* start Article *

ATK Gear used Computex 2026 for more than a keyboard reveal. Alongside the Nothing 68, its latest magnetic board, the company introduced Velota, a new premium sub-brand that makes the launch feel like a strategy shift, not just another product drop. The Nothing 68 keeps to a compact 68% layout, and ATK said it will ship in two translucent colorways, one fully transparent and one in smoky gray.

That layout choice matters. A 68% board keeps the arrow cluster and trims desk footprint without forcing buyers down to a stripped 60% design, which is still a hard sell for anyone who wants fast navigation in games or everyday typing. The translucent shells also fit the look magnetic keyboards have adopted across the market, where case design is now part of the spec sheet rather than an afterthought. On a board like this, ATK is selling both the switch tech and the visual identity.

AI-generated illustration
AI-generated illustration

Velota is the bigger signal. TechPowerUp described it as ATK’s more premium, aesthetics-focused division, and the first board under the label is the Fuzzy 60 V2. Independent coverage places that model in a 60% form factor with a quick-release aluminum top case and custom Silver Regent switches, while the product listing pushes the premium angle even harder: 8K polling, 0.22ms press latency, 0.001mm adjustable rapid trigger, SOCD support, a gasket structure, five-layer damping, and a price of $299.98.

* end Article *
* start Data entries *

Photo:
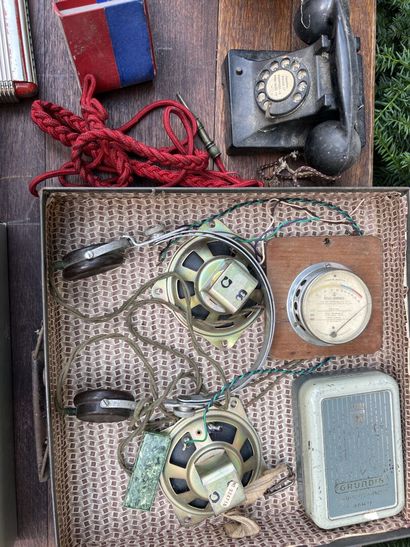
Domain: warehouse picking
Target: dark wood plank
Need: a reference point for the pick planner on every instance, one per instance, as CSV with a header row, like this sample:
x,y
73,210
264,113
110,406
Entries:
x,y
26,313
238,21
21,144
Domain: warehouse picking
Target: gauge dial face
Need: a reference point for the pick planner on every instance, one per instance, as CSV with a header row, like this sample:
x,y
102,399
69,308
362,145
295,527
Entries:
x,y
336,307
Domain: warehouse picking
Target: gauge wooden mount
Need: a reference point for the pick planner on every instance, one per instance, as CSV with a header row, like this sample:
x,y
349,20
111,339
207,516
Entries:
x,y
287,257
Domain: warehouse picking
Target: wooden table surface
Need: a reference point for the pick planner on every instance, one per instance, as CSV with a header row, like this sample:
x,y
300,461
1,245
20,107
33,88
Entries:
x,y
191,38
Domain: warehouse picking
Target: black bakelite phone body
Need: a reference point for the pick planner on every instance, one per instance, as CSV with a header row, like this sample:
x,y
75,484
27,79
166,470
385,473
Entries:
x,y
309,99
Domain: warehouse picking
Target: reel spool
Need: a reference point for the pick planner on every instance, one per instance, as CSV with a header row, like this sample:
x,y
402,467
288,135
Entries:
x,y
221,282
103,405
230,436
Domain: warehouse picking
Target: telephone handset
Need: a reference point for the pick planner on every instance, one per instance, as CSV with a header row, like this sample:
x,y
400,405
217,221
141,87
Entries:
x,y
311,98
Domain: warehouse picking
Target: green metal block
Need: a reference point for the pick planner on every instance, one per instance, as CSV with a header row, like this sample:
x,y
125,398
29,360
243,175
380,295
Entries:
x,y
143,484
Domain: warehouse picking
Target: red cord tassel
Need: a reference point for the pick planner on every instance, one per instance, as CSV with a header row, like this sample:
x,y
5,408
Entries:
x,y
102,157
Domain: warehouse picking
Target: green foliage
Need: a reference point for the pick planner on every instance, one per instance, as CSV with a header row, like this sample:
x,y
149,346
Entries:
x,y
392,113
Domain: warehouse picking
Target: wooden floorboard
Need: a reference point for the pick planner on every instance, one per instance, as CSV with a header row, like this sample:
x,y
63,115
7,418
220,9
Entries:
x,y
191,39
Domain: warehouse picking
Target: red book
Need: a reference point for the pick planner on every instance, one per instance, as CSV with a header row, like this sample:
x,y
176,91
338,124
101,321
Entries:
x,y
110,39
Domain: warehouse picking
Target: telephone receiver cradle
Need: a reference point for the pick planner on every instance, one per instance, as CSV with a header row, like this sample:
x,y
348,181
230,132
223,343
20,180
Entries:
x,y
309,99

* end Data entries *

> _Exercise instructions_:
(A) According to the article on ATK Gear's Computex 2026 launch, which two translucent colorways will the Nothing 68 ship in?
(B) Extend the article on ATK Gear's Computex 2026 launch, picking up after its final sentence.

> _Responses per task_:
(A) One fully transparent and one smoky gray.

(B)
That split says a lot about how ATK wants buyers to read the brand. ATK’s own store already frames it around premium gaming peripherals and magnetic-switch keyboards, so Velota looks less like a side project than a way to separate entry-level value from enthusiast pricing and materials. If ATK keeps the regular logo on the accessible, feature-first boards and reserves Velota for aluminum, damping, and design-led releases, buyers will start expecting a clear ladder between the two lines.

That is why the Nothing 68 is the key reveal, even with Velota in the spotlight. The board is compact, magnetic, and visually distinctive, but it is also part of a larger message: ATK is trying to claim the mainstream 68% magnetic lane while building a second badge for premium ambition. Whether that becomes a real move upmarket or just Computex polish will depend on how sharply the company keeps those two identities apart.